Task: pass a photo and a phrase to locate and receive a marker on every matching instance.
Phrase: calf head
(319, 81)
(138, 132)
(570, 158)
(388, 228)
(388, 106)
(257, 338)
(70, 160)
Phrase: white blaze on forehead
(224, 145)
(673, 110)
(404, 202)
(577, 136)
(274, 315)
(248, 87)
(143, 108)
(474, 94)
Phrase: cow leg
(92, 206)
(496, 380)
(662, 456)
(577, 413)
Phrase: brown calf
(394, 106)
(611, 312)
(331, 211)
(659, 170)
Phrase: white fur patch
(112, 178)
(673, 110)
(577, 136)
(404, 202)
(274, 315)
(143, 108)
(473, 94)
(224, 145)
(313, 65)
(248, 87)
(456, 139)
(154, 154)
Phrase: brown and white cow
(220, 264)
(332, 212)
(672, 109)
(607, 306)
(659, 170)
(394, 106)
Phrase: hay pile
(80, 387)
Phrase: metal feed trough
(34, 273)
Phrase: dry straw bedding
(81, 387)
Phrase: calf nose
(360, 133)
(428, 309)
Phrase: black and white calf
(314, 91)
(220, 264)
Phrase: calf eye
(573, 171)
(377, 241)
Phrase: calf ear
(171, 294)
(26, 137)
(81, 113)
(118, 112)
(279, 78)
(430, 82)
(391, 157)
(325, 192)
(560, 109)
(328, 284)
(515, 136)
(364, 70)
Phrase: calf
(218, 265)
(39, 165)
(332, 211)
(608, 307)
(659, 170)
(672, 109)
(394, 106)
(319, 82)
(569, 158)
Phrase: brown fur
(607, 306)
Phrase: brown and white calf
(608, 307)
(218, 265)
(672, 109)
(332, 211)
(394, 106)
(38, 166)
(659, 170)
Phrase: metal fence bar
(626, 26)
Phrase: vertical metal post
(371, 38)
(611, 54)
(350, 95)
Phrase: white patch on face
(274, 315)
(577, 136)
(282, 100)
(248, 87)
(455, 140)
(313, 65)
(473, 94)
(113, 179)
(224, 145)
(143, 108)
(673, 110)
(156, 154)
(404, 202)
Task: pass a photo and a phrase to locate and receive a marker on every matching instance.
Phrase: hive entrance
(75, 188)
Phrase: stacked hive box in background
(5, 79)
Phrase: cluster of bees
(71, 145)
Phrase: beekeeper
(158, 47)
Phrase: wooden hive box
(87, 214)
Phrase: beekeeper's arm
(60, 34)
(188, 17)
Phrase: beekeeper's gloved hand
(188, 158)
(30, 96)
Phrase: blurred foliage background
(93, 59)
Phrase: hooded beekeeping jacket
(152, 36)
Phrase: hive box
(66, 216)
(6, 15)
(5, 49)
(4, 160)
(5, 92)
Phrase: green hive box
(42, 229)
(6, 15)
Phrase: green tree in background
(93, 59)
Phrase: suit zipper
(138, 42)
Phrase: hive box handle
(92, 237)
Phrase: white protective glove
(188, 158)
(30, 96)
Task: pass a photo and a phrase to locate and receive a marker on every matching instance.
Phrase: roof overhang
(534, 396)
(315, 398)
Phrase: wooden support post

════════════════

■ WORK TASK
Output the data once more, exactly as given.

■ YOUR SOLUTION
Task: pass a photo and a phrase to locate and receive a marker on every matching instance.
Phrase: calf head
(319, 81)
(138, 132)
(570, 158)
(388, 228)
(388, 106)
(257, 338)
(70, 160)
Phrase: white blaze on forehead
(224, 145)
(673, 110)
(404, 202)
(577, 136)
(274, 315)
(248, 87)
(143, 108)
(474, 94)
Phrase: cow leg
(92, 206)
(496, 380)
(662, 456)
(577, 413)
Phrase: brown calf
(394, 106)
(611, 312)
(331, 211)
(659, 170)
Phrase: white fur patch
(112, 178)
(673, 110)
(577, 136)
(404, 202)
(274, 315)
(143, 108)
(473, 94)
(224, 145)
(313, 65)
(248, 87)
(456, 139)
(154, 154)
Phrase: brown and white cow
(220, 264)
(332, 212)
(672, 109)
(607, 306)
(659, 170)
(394, 106)
Phrase: hay pile
(80, 387)
Phrase: metal feed trough
(34, 273)
Phrase: dry straw bedding
(81, 387)
Phrase: calf nose
(360, 133)
(428, 309)
Phrase: black and white calf
(314, 91)
(220, 264)
Phrase: calf eye
(573, 171)
(377, 241)
Phrase: calf ear
(171, 294)
(26, 137)
(81, 113)
(118, 112)
(279, 78)
(430, 82)
(391, 157)
(325, 192)
(560, 109)
(328, 284)
(515, 136)
(364, 70)
Phrase: calf
(218, 265)
(39, 165)
(332, 211)
(608, 307)
(659, 170)
(672, 109)
(394, 106)
(319, 82)
(569, 158)
Phrase: brown fur
(607, 306)
Phrase: brown and white calf
(608, 307)
(218, 265)
(672, 109)
(332, 211)
(394, 106)
(38, 166)
(659, 170)
Phrase: metal fence bar
(626, 26)
Phrase: vertical metal post
(371, 38)
(611, 54)
(350, 95)
Phrase: white patch on face
(274, 315)
(577, 136)
(282, 100)
(248, 87)
(455, 140)
(313, 65)
(473, 94)
(113, 179)
(224, 145)
(143, 108)
(673, 110)
(156, 154)
(404, 202)
Task: pass a photo and a phrase to locate and receive a marker on every matching instance.
Phrase: hive entrance
(75, 188)
Phrase: stacked hive box in background
(5, 79)
Phrase: cluster of bees
(71, 145)
Phrase: beekeeper
(158, 47)
Phrase: wooden hive box
(87, 214)
Phrase: beekeeper's arm
(60, 34)
(188, 17)
Phrase: beekeeper's gloved hand
(188, 158)
(30, 96)
Phrase: blurred foliage background
(93, 59)
Phrase: hooded beekeeping jacket
(152, 36)
Phrase: hive box
(66, 216)
(6, 15)
(5, 49)
(4, 160)
(5, 92)
Phrase: green hive box
(42, 229)
(6, 15)
Phrase: green tree in background
(93, 59)
Phrase: suit zipper
(138, 42)
Phrase: hive box handle
(92, 237)
Phrase: white protective glove
(188, 158)
(30, 96)
Task: pass a photo and a phrase to locate and receive a marker on every matching instance.
Phrase: roof overhang
(534, 396)
(315, 398)
Phrase: wooden support post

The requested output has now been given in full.